[Referring expression data]

──────────────────────────────

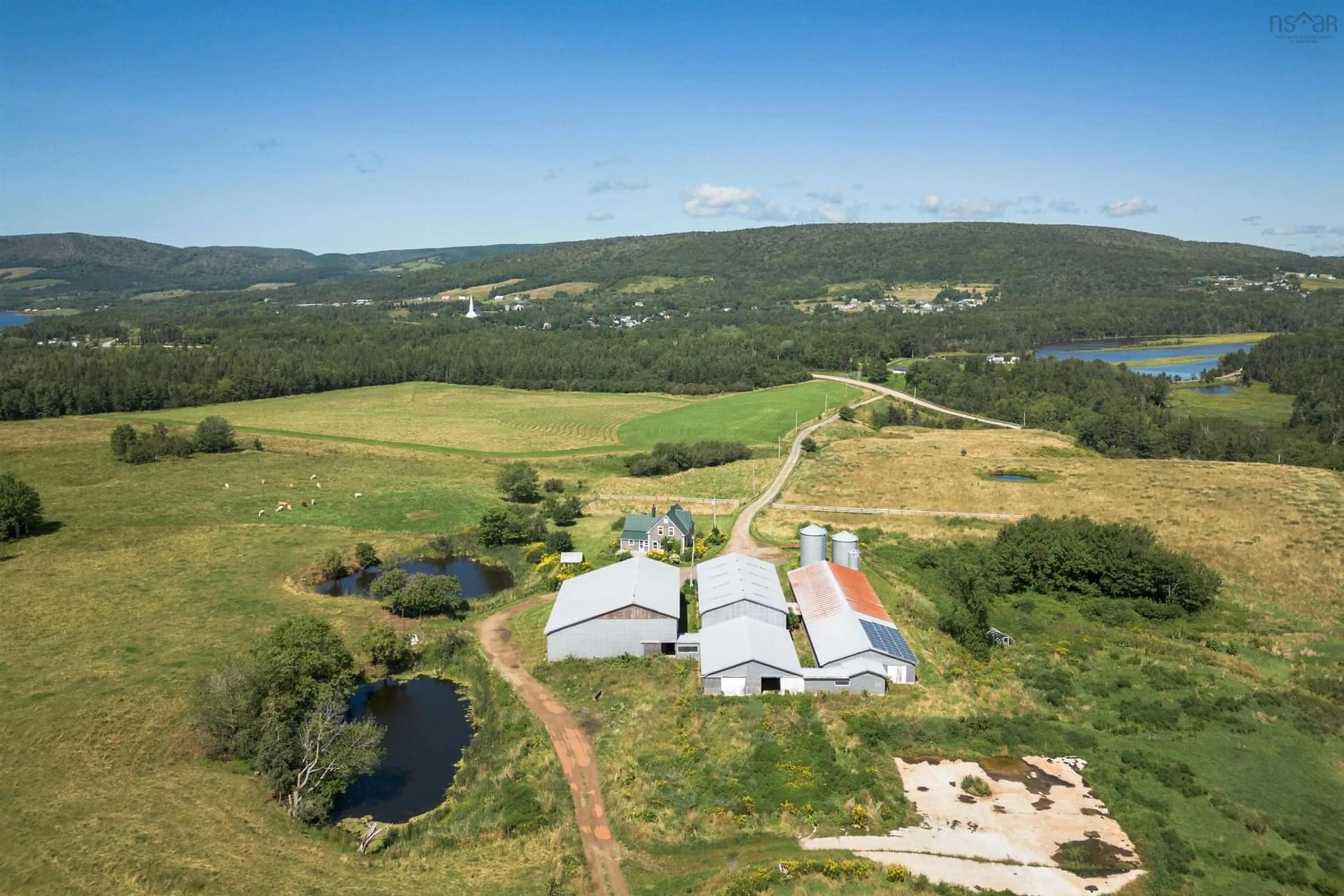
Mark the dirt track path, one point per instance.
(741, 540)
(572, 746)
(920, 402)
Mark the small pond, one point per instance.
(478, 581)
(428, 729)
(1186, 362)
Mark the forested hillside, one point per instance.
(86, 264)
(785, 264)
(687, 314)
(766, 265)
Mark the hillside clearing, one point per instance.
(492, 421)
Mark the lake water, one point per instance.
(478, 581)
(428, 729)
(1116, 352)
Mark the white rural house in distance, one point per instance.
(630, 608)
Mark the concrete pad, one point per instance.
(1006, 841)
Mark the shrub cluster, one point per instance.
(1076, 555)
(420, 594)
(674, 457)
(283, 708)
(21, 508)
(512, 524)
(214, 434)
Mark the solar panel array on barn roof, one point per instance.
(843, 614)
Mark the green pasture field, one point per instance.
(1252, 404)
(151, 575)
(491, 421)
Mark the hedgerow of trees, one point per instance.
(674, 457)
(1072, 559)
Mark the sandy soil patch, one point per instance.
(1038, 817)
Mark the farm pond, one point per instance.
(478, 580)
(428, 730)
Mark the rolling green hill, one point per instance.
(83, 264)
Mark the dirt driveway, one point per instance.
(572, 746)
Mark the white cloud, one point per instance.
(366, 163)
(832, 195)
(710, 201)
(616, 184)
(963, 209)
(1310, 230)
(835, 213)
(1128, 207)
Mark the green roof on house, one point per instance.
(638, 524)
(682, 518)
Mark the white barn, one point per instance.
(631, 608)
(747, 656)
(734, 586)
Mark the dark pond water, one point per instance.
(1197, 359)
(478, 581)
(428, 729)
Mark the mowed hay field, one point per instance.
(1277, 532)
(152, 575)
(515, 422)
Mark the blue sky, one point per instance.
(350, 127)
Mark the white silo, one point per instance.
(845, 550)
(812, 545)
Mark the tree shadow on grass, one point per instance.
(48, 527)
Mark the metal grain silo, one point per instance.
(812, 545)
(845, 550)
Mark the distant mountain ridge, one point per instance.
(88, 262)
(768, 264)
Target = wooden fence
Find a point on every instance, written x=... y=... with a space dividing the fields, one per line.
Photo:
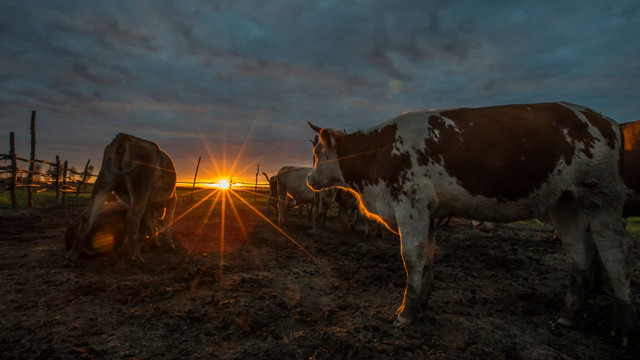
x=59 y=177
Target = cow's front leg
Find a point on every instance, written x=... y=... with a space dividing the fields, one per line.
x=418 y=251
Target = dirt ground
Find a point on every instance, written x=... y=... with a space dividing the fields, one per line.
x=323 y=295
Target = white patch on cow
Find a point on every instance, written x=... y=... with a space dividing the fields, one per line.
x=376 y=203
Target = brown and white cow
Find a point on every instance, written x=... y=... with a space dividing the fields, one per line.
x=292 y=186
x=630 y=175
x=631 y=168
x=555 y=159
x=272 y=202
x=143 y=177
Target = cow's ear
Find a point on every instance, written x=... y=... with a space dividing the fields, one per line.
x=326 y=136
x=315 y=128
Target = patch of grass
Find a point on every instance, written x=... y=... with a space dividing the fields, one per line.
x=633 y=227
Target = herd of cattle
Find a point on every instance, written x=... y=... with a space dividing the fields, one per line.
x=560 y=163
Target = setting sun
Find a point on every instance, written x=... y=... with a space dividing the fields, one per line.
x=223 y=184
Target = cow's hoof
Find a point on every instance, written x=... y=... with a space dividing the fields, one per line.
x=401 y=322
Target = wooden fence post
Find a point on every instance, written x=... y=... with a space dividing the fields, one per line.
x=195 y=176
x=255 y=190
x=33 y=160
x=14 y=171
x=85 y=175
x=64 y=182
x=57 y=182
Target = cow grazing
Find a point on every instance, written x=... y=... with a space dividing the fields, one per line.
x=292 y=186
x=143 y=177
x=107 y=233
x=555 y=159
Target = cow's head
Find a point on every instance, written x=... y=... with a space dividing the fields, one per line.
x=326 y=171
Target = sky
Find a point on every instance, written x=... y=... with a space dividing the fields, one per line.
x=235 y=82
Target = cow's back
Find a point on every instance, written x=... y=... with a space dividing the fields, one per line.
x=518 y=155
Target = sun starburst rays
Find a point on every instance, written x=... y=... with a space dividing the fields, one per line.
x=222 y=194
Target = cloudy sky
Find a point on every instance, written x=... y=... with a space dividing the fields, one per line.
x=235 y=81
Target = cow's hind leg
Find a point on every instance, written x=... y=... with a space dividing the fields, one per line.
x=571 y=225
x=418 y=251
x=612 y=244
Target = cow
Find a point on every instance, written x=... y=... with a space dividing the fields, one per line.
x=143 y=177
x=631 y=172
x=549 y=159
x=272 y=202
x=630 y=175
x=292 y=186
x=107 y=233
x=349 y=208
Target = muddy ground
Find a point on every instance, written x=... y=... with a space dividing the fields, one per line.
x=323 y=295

──────────────────────────────

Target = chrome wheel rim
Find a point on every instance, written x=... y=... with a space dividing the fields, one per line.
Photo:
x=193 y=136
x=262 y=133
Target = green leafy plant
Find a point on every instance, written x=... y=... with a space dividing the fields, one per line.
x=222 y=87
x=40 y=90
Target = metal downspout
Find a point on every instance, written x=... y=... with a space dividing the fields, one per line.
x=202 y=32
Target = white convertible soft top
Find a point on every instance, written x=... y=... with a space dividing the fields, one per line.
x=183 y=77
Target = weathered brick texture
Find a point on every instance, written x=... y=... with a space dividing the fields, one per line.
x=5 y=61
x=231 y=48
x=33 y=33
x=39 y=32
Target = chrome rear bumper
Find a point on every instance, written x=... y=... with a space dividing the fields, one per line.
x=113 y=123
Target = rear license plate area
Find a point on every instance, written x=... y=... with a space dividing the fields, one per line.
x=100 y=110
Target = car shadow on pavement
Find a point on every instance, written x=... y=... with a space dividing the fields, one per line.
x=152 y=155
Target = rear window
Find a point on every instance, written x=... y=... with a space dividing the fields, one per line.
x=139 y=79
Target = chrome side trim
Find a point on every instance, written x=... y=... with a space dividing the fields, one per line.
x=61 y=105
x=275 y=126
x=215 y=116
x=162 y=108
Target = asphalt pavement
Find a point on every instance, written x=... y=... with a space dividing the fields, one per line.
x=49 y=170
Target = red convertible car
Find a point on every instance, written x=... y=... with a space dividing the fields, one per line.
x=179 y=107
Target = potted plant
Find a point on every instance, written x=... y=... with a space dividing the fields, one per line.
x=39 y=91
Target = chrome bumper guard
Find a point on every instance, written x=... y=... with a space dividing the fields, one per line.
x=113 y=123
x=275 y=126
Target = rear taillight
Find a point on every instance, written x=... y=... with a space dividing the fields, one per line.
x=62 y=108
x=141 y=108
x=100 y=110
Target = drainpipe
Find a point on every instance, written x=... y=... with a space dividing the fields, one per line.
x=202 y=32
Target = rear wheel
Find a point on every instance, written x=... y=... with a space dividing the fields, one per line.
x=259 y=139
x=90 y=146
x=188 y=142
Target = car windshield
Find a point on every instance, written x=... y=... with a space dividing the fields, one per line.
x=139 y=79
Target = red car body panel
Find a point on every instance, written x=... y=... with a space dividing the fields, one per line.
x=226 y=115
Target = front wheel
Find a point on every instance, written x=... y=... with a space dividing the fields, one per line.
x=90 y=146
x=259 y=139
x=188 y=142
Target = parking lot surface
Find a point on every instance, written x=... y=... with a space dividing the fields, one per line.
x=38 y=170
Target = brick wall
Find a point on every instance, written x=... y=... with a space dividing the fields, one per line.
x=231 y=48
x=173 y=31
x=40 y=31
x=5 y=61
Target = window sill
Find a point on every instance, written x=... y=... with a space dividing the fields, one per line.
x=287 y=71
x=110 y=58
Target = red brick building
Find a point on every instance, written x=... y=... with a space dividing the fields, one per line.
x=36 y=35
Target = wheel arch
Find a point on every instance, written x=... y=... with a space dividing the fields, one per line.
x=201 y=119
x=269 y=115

──────────────────────────────

▶ ACTIVITY
Look over the entries above and say how many lines contain "chrome"; give only the number.

▶ FINISHED TASK
4